Document text:
[Start of Attachment]

Lisa Morrison, head registered nurse with the Glynn County Public School System, knows it can be difficult to decipher when a child is genuinely sick or trying to avoid school.

Though it is a parent's discretion whether or not to send a child to school in that situation, Morrison says parents can contact a child's school nurse if they have a question.

"School nurses are here to guard every student, to the best of our ability. I always tell parents, if there is a question, please call me, or if they are able to stop by the school nurse's office, their school nurse will be glad to address any concerns or early morning issues," she said.

School nurses do not diagnose or prescribe treatments, but Morrison has a quick list of tips from Children's HealthCare of Atlanta, the pediatric teaching hospital for Emory University and Morehouse University schools of medicine, that parents can use to make an early morning assessment, especially if a doctor or nurse cannot be reached.

"Your child should stay home if they have a fever higher than 100.4 degrees Fahrenheit, has vomited more than once, has diarrhea (loose stool), has a frequent cough, constant pain in the ear, stomach or somewhere else, or has a rash that has spread," Morrison said.

A child with a fever of 100.4 or higher should stay home until his or her temperature is normal for 24 hours without using medication. If a child has a minor cough, runny nose or other cold symptom, but does not have a fever, he or she could likely still attend school.

While some complaints might not seem serious in the morning, they can worsen during the school day. Morrison says parents should take into consideration that if a child will be uncomfortable at school with a health problem, he or she may not be able to focus on the day's lessons.

Though it can be hard for working parents to find care for a child who does not go to school, parents need to remember that sending a sick child to school could spread an illness.

However, a child who constantly complains of pain that causes him or her to miss school could be trying to avoid school. A child's health care provider is the best person to diagnosis any conditions, Morrison said.

[End of Attachment]

Aim of the task: Please give the name of the source of the tips Morrison shares in the school nurse article.

Source information:
[Start of Attachment]

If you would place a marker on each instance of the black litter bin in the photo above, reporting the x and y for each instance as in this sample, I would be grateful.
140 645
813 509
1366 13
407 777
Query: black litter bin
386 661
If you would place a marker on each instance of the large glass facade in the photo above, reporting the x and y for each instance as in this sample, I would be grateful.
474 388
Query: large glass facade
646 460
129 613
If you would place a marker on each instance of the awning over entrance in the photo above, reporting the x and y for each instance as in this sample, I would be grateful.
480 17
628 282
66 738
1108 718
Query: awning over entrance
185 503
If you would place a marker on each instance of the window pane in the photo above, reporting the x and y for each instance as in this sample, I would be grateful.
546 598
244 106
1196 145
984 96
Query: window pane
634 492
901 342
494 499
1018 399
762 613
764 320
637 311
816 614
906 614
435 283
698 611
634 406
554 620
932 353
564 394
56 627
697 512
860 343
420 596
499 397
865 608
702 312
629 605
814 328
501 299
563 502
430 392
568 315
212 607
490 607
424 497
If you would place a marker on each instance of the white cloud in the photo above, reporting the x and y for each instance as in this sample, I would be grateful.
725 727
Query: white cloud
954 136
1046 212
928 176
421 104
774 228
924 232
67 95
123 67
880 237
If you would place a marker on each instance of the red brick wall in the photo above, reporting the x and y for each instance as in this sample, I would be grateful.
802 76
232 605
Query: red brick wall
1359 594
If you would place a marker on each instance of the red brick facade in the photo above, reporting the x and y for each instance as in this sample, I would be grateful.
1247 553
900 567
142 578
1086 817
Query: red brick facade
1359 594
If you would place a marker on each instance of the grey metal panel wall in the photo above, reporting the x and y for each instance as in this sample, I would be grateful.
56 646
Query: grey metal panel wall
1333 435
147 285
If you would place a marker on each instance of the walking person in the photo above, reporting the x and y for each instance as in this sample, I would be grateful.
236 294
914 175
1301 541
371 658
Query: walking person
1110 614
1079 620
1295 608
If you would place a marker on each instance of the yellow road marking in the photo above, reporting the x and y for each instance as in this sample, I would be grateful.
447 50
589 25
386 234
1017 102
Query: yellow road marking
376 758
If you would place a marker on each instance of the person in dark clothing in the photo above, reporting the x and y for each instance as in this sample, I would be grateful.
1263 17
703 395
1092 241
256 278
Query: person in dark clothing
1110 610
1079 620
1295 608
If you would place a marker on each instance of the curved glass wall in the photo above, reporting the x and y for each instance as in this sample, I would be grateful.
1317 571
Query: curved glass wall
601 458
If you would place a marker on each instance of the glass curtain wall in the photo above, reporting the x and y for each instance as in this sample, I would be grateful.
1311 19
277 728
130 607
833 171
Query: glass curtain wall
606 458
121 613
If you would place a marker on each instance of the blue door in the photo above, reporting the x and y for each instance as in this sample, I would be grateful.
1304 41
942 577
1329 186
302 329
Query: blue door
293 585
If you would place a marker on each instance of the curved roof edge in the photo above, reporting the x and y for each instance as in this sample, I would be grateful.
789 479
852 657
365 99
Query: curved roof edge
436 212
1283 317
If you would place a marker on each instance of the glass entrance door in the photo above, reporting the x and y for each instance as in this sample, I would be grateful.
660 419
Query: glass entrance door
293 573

[End of Attachment]
[Start of Attachment]

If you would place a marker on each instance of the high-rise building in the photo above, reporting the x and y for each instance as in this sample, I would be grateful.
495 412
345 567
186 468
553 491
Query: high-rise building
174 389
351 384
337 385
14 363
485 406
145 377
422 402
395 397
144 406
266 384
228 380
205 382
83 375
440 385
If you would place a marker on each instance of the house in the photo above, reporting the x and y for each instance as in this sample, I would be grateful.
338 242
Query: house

[End of Attachment]
[Start of Attachment]

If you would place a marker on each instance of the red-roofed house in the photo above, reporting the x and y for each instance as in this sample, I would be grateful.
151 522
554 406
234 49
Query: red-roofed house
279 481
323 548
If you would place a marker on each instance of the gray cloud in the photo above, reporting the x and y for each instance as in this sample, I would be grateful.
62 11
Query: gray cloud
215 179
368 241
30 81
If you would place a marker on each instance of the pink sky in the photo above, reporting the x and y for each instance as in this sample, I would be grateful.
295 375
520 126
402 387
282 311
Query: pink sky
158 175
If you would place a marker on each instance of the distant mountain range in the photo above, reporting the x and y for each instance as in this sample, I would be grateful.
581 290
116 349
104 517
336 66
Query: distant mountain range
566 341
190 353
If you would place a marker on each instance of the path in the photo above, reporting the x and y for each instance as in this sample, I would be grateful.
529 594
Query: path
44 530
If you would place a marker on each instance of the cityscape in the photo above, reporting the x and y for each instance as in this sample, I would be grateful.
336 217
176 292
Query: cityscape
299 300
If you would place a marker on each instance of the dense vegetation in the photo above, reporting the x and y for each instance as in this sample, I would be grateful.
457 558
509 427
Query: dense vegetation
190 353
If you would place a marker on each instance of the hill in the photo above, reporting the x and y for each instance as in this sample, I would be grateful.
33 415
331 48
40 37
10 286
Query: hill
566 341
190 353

[End of Attachment]

Written response: Children's HealthCare of Atlanta